• [Task to carry out]:
What lines below contain the word "above"? Please pull each one out.

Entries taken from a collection

• • • •

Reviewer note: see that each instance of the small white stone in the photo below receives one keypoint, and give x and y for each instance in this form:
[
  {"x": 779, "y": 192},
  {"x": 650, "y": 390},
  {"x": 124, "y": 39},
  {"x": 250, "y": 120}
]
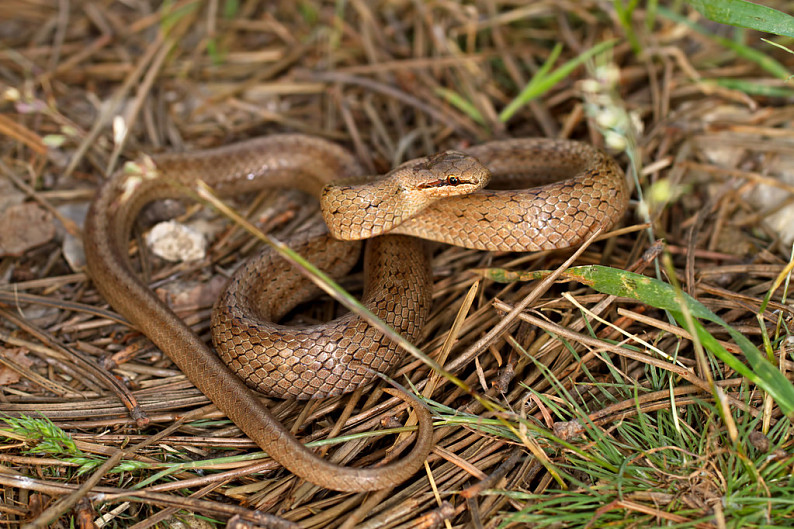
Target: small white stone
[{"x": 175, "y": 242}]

• • • •

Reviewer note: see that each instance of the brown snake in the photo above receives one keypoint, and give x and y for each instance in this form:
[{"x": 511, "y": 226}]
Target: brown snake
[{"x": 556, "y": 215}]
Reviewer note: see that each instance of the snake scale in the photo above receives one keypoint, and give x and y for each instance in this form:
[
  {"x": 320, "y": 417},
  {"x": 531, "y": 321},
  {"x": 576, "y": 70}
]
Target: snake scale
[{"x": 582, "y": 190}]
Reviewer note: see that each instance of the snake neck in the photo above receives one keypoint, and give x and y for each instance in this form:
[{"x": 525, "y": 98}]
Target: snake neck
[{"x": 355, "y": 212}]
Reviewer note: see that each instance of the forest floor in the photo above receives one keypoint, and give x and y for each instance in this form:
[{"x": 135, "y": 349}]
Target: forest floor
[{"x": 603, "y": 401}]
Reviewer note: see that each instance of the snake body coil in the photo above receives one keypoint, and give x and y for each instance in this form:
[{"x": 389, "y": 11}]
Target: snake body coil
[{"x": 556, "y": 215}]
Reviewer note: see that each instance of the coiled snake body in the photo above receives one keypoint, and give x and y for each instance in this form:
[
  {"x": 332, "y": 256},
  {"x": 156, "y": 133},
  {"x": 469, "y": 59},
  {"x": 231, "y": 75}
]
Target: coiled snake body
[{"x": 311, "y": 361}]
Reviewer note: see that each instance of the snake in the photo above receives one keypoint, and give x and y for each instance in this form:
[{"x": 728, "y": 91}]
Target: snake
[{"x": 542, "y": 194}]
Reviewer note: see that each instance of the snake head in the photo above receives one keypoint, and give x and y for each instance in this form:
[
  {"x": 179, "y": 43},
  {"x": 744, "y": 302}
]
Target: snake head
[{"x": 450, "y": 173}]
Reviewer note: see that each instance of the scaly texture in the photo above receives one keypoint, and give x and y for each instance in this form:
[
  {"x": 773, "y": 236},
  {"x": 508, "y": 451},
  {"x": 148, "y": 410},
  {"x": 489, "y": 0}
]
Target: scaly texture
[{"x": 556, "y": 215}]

• • • •

• [Exercise response]:
Reviewer note: see that each instance of the brown snake in the photo above receives one keypoint, and give x and y for each instance in this form:
Reviewer note: see that each instance of the snake scale in the photo above receives one keypoint, and give x and y for each instance in this form:
Reviewer note: see that each instance of the snake neck in the photo above receives one keypoint, and give x and y for each instance in this form:
Reviewer note: see that each instance of the forest floor in the photo above receives one keypoint, and give x and y for each instance in this form:
Reviewer note: see that each instance of the snake body coil in the photo above receives one keypoint, and give x and y for each instance in this form:
Reviewer note: see that each instance of the coiled snake body in the photo above receives one keypoint, and give x and y for each instance in this form:
Reviewer note: see that each instance of the snake in the photo above receives one keypoint, and give x and y for each instance in this form:
Reviewer note: see that each instance of the snake head in the photo above receives one keypoint, and give x and y for each instance in this form:
Reviewer note: see that each instance of the scaly texture in the photo above receives one keypoint, and give x and y for each instance in this form:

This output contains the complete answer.